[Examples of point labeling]
>> BEGIN

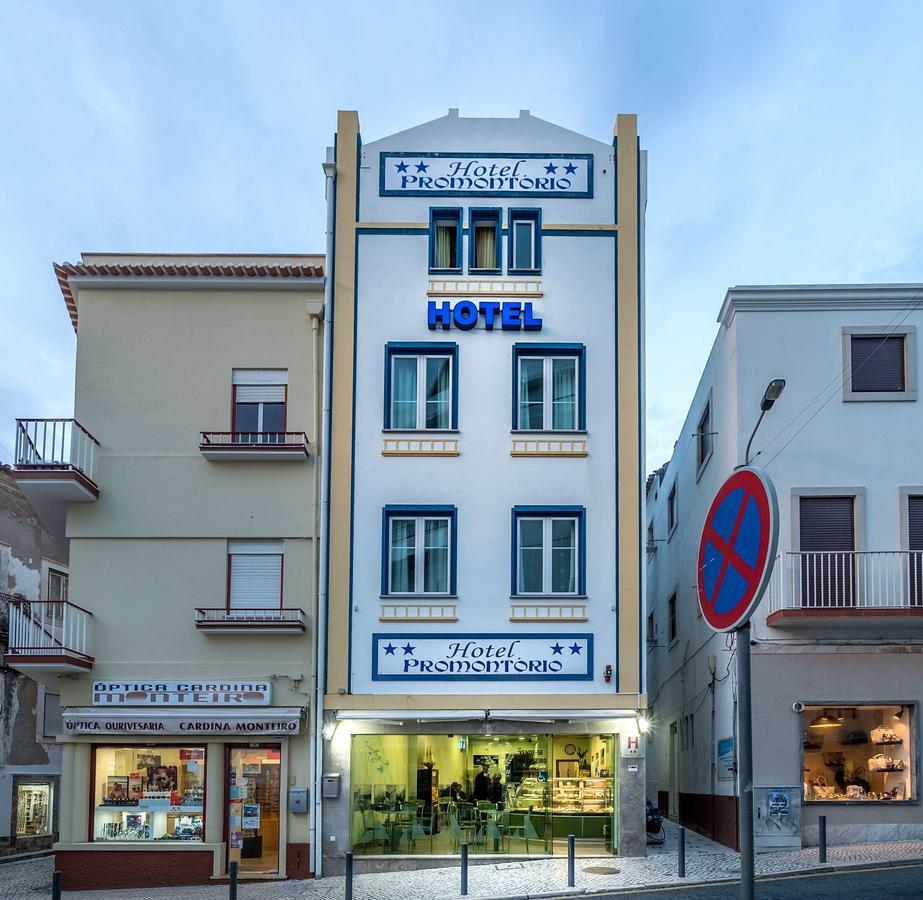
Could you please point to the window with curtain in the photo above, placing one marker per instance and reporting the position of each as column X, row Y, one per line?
column 548, row 389
column 421, row 390
column 418, row 546
column 525, row 231
column 445, row 239
column 485, row 240
column 547, row 553
column 254, row 574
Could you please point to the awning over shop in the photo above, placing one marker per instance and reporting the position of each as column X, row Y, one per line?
column 238, row 723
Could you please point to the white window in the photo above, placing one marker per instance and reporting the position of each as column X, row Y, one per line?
column 260, row 397
column 548, row 392
column 254, row 574
column 547, row 555
column 418, row 554
column 421, row 392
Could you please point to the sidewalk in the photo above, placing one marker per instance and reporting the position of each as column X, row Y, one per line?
column 706, row 861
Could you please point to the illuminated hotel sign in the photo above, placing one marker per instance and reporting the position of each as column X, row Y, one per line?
column 482, row 657
column 504, row 175
column 465, row 314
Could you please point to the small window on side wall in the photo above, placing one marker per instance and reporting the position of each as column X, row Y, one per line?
column 445, row 240
column 525, row 236
column 879, row 364
column 484, row 247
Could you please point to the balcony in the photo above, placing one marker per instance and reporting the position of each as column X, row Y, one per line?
column 842, row 591
column 47, row 635
column 246, row 445
column 249, row 621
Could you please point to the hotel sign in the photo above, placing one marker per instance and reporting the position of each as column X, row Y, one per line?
column 482, row 657
column 500, row 174
column 182, row 693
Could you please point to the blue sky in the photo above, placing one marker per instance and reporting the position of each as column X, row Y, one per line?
column 784, row 142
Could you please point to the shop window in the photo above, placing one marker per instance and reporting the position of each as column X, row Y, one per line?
column 33, row 810
column 421, row 386
column 418, row 550
column 484, row 241
column 445, row 247
column 255, row 574
column 254, row 796
column 879, row 365
column 525, row 237
column 549, row 555
column 861, row 753
column 148, row 793
column 548, row 387
column 57, row 585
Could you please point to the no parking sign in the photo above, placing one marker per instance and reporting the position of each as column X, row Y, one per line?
column 737, row 548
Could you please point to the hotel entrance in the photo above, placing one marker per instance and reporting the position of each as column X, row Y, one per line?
column 516, row 794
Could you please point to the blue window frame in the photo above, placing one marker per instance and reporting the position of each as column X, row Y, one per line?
column 421, row 386
column 548, row 551
column 419, row 550
column 549, row 387
column 445, row 240
column 524, row 254
column 485, row 249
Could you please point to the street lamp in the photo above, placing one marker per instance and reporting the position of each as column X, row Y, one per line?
column 770, row 395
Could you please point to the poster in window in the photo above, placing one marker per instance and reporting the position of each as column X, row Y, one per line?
column 251, row 815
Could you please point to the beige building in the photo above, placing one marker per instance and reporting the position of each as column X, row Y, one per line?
column 188, row 487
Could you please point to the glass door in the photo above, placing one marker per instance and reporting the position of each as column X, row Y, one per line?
column 254, row 795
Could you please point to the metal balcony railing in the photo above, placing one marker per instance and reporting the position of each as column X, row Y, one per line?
column 55, row 444
column 244, row 439
column 48, row 629
column 854, row 579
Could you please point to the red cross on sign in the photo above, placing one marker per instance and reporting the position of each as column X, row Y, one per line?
column 737, row 548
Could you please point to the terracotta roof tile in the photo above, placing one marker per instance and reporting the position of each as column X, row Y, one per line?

>> END

▶ [The problem]
Reproduce the entire listing above word for word, leaving out the pictures.

▶ [Response for this exercise]
Could you please point to the window with curtain in the photo above, placing one marker per instance and reporting the position of each as column X, row Y, one per line?
column 548, row 389
column 421, row 390
column 418, row 546
column 525, row 231
column 445, row 239
column 485, row 240
column 547, row 553
column 254, row 574
Could you please point to the awning over shop in the photo above, placing one marker per instance and reporting the position of each as column X, row Y, one per line?
column 238, row 723
Could you please point to the white window in the photo above, placing one marker per instance and reporting the position of each as column X, row Y, one per line?
column 260, row 397
column 548, row 392
column 254, row 574
column 547, row 555
column 418, row 554
column 421, row 392
Could you please point to the sidewalk in the photo above, placing one marker per instance and reporting the position of each as column X, row Y, one per line?
column 706, row 861
Could you please point to the illuminated hotel sign in the photo above, placing one marker per instance and reporting the position of each as column X, row Y, one per line?
column 482, row 657
column 504, row 175
column 465, row 314
Could you please point to the small window on side wall in the photo above, placing one marker per instance and reporting the position of each as column X, row Y, one per line?
column 445, row 240
column 525, row 236
column 879, row 364
column 484, row 247
Could you please point to the balcony in the photo above, placing one marker per instance and reporting the position of each as column X, row Y, one per line?
column 842, row 591
column 47, row 635
column 246, row 445
column 249, row 621
Could you please point to the hotel sign in the photo above, placing one marker per instance and reporting the position of each as column X, row Y, one per line?
column 482, row 657
column 500, row 174
column 182, row 693
Could you please point to the blue sky in the photo above, placing one marker per instance and reporting the position of each as column X, row Y, one per line?
column 784, row 142
Could you please point to the shop window in the photo above, placing one marker per instance and reporting the position of each as column X, row Y, one per line?
column 33, row 810
column 421, row 386
column 418, row 550
column 484, row 241
column 445, row 247
column 255, row 574
column 254, row 796
column 879, row 365
column 525, row 237
column 549, row 555
column 861, row 753
column 148, row 793
column 548, row 387
column 57, row 585
Could you please point to the no parking sign in the photo above, placing one marker per instance and reporting the position of each as column X, row Y, one per line?
column 737, row 548
Could you please point to the hotel entrance in the photo above, placing one marker per instance and reporting the position of each as column X, row Y, one per line?
column 516, row 794
Could you please point to the blue window frame in the photo above, placing one marker per instance and reporting the position of each as column X, row Y, one per line?
column 421, row 386
column 548, row 551
column 419, row 550
column 549, row 387
column 445, row 240
column 524, row 254
column 485, row 249
Could you please point to the street lamp in the photo above, placing one marker per instance and reporting the position of each as column X, row Y, one per line?
column 770, row 395
Could you please point to the poster in window in the photo above, placing one marker per instance and reporting the position of each as column X, row Y, one per line?
column 251, row 815
Could you please point to the beige building in the photo above, placing one marker per instance and reporting the position of each as column X, row Y, one per line?
column 188, row 487
Could you please point to the glass door in the photo above, placing one marker per instance and reporting the position of each as column X, row Y, one per line?
column 254, row 795
Could you please point to the metal balcony railing in the photo above, placing one marker per instance and reporting the position of each as column X, row Y, one per line?
column 55, row 444
column 244, row 439
column 48, row 629
column 854, row 579
Could you please point to the red cross on sign in the photo above, placing one marker per instance and reporting the position of each as column X, row Y, one per line?
column 737, row 548
Could you please point to the terracotta roof tile in the photo above, placing one marker per instance and reporting the position of each as column X, row Y, one per line?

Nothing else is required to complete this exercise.